Reproduce, word for word, the entire passage about the economic growth forecast and deregulation.

===== Text segment

Most economists expect the economy to grow at its most rapid rate next year. One of my favorite economists wrote this:
“If the new Trump administration cuts taxes and deregulates the economy, expect higher economic growth and another good year on Wall Street. However, I also expect higher interest rates and more inflation. 'King Dollar' should continue its rise, which will make it difficult for gold and other commodities. Avoid bonds and gold -- stay invested in the stock market.”
Let’s get the obvious problems with that forecast out of the way: higher interest rates and inflation are bad for the stock market and inflation is good for gold prices. And inflation means a lower dollar, not higher.
On the other hand, cutting regulations and taxes are good for the economy, ceteris paribus, or in theory, but in reality other things don’t remain the same. Take the problem of regulations. The Federal Register of new regulations grew by an average of 70,000 pages per year from 1970 through 2010. That adds up to over 3,000,000 pages of new regulations. Last year the Register grew by 90,000 pages. It will take decades to roll back enough regulations to have an impact on the economy.
I realize that some of our older readers will recall the massive boost to the economy that Carter’s and Reagan’s “deregulation” accomplished in the mid-1980s. But keep in mind that neither president deregulated anything. All they did was end federally imposed price controls. The problem of oppressive regulations today is much, much greater.

==========
===== Information supplied

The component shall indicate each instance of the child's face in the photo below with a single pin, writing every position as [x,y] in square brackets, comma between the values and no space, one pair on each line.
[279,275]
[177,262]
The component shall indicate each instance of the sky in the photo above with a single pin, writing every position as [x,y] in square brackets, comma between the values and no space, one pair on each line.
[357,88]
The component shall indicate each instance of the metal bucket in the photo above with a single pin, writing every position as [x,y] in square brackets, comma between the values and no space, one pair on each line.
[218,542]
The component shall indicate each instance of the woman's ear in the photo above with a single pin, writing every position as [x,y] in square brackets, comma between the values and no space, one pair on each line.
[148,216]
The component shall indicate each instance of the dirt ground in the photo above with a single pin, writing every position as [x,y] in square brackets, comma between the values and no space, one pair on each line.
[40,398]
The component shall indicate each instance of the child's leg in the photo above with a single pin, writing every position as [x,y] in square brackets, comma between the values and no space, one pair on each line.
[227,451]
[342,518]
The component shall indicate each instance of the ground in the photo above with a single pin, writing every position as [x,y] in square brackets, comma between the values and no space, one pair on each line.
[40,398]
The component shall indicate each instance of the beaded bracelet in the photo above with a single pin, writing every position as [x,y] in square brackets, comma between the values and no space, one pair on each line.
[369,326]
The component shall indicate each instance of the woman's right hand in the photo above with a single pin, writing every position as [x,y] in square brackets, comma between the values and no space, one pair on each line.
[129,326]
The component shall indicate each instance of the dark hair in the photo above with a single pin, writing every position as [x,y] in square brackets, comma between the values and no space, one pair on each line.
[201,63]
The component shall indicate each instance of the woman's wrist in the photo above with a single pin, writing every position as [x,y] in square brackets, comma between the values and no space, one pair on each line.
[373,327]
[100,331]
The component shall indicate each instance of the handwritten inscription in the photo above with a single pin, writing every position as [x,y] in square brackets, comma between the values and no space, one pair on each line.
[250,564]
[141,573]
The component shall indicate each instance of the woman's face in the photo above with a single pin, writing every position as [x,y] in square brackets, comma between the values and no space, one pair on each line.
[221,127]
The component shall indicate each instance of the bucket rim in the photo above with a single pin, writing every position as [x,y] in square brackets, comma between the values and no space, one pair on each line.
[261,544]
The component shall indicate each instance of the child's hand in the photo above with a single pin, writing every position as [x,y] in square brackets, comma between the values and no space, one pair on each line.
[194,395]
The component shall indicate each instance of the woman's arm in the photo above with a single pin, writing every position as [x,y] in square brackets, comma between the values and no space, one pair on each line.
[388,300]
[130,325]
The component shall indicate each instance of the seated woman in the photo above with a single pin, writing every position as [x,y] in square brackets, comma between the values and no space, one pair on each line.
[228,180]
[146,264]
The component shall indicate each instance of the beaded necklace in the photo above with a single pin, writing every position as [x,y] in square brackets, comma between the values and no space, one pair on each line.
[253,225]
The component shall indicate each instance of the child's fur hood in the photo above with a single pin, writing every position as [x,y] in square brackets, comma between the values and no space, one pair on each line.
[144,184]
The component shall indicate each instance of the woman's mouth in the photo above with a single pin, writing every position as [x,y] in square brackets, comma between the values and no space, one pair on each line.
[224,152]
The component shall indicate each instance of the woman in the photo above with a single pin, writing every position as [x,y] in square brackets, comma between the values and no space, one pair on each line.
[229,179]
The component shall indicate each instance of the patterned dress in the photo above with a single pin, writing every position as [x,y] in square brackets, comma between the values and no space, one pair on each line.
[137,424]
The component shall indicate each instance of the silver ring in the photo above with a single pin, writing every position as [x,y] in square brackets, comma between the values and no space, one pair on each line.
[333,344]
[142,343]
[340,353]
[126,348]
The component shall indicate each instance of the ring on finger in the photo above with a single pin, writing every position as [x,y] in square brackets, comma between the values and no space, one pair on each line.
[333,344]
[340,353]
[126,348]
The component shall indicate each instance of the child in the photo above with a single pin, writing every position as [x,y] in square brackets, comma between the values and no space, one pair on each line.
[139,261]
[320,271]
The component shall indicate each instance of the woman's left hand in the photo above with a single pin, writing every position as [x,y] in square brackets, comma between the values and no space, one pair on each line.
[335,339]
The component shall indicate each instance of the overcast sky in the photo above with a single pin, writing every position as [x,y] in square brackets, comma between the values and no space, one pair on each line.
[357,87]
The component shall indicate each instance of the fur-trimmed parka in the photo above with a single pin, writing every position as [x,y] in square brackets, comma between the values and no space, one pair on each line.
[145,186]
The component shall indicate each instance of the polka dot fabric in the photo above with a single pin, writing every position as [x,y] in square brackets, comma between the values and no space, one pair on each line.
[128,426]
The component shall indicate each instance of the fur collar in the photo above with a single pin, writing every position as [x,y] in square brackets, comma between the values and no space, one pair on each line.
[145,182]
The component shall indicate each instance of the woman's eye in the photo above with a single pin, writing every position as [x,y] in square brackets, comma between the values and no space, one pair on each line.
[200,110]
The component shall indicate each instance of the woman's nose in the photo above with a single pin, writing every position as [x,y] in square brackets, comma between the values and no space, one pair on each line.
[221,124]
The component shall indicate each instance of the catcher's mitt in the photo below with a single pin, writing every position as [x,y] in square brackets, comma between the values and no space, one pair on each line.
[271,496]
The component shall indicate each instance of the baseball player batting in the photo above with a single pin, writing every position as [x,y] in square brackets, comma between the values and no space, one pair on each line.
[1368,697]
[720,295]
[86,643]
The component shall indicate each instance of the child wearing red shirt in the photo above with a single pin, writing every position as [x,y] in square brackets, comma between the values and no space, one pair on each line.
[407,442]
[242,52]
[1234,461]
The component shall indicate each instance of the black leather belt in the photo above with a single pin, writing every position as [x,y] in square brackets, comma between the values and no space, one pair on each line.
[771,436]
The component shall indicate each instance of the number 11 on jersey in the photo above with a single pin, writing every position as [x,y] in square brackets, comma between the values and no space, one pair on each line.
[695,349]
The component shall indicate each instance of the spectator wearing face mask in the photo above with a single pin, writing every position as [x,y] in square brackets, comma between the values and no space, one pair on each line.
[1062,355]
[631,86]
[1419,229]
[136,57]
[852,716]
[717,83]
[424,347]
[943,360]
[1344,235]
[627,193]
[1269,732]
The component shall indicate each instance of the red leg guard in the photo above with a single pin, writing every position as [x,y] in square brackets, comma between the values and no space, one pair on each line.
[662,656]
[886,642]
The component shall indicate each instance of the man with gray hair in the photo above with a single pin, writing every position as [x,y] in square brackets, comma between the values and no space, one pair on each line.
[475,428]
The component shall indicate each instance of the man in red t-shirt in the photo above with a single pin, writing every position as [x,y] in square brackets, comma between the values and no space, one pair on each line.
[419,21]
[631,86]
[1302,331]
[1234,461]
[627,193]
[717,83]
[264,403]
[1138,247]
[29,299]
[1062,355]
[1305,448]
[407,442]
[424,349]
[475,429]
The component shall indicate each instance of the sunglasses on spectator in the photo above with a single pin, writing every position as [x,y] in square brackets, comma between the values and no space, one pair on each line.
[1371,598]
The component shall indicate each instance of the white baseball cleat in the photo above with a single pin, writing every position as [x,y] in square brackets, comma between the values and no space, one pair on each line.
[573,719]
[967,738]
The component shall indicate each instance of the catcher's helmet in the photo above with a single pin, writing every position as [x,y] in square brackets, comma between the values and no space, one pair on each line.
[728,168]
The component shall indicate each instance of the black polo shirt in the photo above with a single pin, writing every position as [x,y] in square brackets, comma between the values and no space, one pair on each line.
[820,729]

==========

* Answer area:
Most economists expect the economy to grow at its most rapid rate next year. One of my favorite economists wrote this:
“If the new Trump administration cuts taxes and deregulates the economy, expect higher economic growth and another good year on Wall Street. However, I also expect higher interest rates and more inflation. 'King Dollar' should continue its rise, which will make it difficult for gold and other commodities. Avoid bonds and gold -- stay invested in the stock market.”
Let’s get the obvious problems with that forecast out of the way: higher interest rates and inflation are bad for the stock market and inflation is good for gold prices. And inflation means a lower dollar, not higher.
On the other hand, cutting regulations and taxes are good for the economy, ceteris paribus, or in theory, but in reality other things don’t remain the same. Take the problem of regulations. The Federal Register of new regulations grew by an average of 70,000 pages per year from 1970 through 2010. That adds up to over 3,000,000 pages of new regulations. Last year the Register grew by 90,000 pages. It will take decades to roll back enough regulations to have an impact on the economy.
I realize that some of our older readers will recall the massive boost to the economy that Carter’s and Reagan’s “deregulation” accomplished in the mid-1980s. But keep in mind that neither president deregulated anything. All they did was end federally imposed price controls. The problem of oppressive regulations today is much, much greater.